:: Exercise details ::
Copy the stretch from the line containing "Where can you spot the raised hand?" through the end of the rows, requests included. Multiply every dot coordinate by 2.25 and round each to a whole number, with halves going up.

***

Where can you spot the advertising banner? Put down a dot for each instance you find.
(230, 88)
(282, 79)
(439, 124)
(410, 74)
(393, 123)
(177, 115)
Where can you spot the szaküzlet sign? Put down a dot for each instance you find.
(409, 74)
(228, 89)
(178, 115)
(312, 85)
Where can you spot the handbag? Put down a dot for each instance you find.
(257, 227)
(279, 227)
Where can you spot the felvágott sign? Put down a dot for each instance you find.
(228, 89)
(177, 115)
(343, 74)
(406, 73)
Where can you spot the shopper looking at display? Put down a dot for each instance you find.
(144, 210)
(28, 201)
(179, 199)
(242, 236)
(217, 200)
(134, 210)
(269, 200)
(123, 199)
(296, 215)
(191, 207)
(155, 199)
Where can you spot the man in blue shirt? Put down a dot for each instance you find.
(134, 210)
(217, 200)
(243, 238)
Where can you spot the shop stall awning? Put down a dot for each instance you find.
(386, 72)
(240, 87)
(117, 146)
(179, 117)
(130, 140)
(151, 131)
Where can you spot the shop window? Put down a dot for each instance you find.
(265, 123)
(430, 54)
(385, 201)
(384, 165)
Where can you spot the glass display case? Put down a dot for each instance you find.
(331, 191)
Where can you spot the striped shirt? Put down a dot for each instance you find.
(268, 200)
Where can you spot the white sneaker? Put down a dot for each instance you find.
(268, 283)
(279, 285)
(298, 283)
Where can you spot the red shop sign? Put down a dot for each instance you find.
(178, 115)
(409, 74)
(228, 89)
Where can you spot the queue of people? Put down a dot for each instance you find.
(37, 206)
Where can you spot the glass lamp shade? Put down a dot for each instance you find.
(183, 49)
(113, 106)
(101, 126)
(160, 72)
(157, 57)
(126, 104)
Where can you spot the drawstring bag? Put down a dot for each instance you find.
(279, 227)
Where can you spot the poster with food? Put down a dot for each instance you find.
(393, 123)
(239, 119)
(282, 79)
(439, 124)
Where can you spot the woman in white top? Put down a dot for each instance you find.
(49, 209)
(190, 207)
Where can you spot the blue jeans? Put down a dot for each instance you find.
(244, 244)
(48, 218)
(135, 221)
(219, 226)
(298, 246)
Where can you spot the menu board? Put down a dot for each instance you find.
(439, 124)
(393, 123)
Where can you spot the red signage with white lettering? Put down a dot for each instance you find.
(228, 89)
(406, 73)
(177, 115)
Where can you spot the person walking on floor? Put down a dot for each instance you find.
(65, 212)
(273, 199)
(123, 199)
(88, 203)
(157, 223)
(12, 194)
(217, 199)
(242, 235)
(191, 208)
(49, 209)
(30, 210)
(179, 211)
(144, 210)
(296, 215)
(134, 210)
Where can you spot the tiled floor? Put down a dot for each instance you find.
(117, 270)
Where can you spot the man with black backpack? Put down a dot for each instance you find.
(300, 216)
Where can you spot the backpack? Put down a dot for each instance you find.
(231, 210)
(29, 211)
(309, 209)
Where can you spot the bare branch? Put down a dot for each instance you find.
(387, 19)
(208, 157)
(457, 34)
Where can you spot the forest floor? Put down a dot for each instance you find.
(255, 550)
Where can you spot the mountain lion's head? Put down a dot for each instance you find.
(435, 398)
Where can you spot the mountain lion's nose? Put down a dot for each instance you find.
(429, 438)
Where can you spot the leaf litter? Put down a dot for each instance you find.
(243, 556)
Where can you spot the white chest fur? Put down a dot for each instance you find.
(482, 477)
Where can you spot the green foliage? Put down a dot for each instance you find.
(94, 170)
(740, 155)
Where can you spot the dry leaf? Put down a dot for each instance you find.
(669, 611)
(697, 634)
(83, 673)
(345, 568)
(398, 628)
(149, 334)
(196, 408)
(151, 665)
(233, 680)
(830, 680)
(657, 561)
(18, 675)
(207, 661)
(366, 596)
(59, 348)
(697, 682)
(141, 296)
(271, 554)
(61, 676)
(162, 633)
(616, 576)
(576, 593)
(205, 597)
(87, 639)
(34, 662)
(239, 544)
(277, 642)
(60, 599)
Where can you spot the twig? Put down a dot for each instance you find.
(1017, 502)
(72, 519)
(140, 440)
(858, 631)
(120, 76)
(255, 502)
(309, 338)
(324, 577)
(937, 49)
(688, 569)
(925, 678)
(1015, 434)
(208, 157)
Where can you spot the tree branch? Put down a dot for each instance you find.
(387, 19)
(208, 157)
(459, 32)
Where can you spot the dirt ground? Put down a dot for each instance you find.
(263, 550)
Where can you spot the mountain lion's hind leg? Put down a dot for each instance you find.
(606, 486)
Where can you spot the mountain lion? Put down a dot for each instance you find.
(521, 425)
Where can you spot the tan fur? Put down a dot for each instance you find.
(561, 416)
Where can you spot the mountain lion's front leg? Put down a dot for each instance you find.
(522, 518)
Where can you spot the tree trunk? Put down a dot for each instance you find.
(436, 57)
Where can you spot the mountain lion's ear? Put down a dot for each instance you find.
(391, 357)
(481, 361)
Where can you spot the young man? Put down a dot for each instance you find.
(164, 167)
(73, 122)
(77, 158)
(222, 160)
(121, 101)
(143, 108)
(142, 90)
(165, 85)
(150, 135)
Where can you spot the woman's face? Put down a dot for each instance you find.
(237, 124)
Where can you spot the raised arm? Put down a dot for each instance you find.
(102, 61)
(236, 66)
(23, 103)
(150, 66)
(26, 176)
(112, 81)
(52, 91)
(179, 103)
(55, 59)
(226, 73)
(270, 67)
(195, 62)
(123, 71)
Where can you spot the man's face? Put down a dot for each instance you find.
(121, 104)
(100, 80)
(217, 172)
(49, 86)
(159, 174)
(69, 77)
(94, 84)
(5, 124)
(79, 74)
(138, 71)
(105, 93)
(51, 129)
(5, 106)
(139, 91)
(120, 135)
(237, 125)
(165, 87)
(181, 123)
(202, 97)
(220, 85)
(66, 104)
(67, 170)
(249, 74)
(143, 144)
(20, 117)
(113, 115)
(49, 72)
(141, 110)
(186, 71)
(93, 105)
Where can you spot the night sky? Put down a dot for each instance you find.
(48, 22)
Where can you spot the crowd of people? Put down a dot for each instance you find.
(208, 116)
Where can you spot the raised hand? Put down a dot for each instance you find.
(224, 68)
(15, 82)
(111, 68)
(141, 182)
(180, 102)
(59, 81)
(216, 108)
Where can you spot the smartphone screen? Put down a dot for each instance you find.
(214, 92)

***

:: Result of the exercise ::
Where can you spot the raised hand? Put down a dot for each instance you find.
(504, 153)
(34, 185)
(250, 153)
(317, 410)
(405, 230)
(133, 182)
(486, 243)
Where can you spot the smartphone screen? Put down a dot for each instance you find.
(482, 207)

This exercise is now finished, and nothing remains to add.